Task goal:
Lines from the one containing "[(233, 264)]" through the last line of the material below: print these exactly, and only these.

══ Information provided

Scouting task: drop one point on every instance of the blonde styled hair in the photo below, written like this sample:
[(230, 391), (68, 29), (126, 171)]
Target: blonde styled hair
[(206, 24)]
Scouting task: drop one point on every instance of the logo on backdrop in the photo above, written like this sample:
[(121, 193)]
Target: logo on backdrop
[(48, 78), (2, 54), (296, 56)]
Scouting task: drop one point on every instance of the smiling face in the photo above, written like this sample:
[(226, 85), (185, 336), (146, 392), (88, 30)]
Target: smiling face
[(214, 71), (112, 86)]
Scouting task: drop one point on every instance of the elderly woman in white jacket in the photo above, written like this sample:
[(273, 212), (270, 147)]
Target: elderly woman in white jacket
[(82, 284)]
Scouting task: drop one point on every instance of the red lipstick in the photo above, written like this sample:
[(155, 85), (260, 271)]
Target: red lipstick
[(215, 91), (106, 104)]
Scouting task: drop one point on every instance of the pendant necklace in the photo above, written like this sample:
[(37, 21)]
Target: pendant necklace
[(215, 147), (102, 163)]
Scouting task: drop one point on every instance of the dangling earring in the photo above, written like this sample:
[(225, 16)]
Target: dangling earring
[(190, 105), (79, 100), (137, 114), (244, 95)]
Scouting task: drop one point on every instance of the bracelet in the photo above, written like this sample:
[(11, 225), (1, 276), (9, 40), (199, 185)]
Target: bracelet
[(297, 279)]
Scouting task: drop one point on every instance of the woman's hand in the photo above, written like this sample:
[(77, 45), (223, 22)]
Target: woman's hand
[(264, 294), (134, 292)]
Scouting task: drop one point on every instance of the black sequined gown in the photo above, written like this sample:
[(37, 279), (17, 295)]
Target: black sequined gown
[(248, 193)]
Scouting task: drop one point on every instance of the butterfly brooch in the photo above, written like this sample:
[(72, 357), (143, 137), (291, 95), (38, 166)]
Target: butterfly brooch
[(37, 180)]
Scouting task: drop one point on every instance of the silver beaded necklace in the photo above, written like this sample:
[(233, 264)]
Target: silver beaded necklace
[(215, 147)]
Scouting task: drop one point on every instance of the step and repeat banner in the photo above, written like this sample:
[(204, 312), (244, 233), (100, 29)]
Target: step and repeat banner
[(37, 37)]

════

Exercise response:
[(233, 264)]
Target: silver beaded necklace
[(215, 147)]
Scouting task: drop one point on every instance of the step and repeat banner in the photo above, written like this sample:
[(204, 312), (244, 233), (100, 29)]
Target: step and repeat banner
[(37, 37)]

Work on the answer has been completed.